## ACTION ITEM
Every line below between the line holding "Exercise. Point to the tree branch" and the line holding "Exercise. Point to the moss", inclusive, should be repeated exactly, and all other lines omitted.

━━━━━━

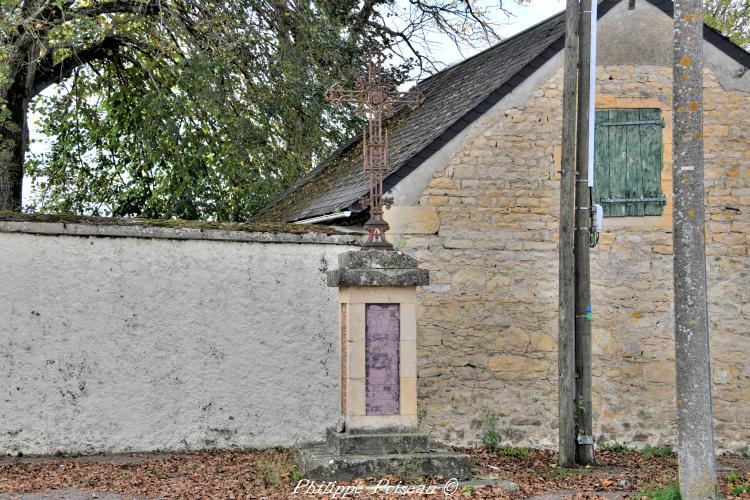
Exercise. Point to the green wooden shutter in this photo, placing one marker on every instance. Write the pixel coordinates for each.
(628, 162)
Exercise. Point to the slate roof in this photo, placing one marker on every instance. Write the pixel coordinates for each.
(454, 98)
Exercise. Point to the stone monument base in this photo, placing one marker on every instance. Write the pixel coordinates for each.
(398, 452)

━━━━━━

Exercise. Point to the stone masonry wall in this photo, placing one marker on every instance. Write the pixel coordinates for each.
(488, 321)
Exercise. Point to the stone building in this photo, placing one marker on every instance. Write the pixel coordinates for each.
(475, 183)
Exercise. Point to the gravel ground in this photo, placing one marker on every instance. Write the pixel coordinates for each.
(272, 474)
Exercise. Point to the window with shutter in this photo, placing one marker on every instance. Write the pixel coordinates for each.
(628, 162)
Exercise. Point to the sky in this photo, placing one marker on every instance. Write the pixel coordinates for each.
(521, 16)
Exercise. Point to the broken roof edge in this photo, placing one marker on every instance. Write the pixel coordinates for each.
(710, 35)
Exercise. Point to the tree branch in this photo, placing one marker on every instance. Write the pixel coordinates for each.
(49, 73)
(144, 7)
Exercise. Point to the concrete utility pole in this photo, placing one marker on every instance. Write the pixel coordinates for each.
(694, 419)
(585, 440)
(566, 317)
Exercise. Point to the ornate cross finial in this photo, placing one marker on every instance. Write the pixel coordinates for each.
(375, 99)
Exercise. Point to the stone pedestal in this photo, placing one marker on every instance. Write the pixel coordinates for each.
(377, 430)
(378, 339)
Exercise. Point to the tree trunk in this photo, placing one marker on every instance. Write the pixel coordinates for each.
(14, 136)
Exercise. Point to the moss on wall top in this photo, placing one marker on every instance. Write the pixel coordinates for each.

━━━━━━

## SOLVED EXERCISE
Exercise. Point to the tree branch in this photo, placing one marker on every instance. Write the pixel coordinates for each.
(49, 73)
(144, 7)
Exercise. Point to the concrete utility pole in this photo, placing one marker on every instance. Write the pixel coordinates for each.
(694, 419)
(585, 440)
(566, 317)
Exercise. Point to the ornate cross finial in this photo, placing one marker on every instance. Write the pixel coordinates for each.
(375, 99)
Exercise. Point to the stone pedestal in this photo, placing one marker on every instance. Write the pixel coordinates for each.
(377, 430)
(378, 339)
Exercise. Point to the tree trunk in this photo, placing one marker on every instance. Write the pixel coordinates for each.
(14, 136)
Exercise. Point to the moss on wall top in this photo, placing one marker on every instance. Write the pixel coordinates for each.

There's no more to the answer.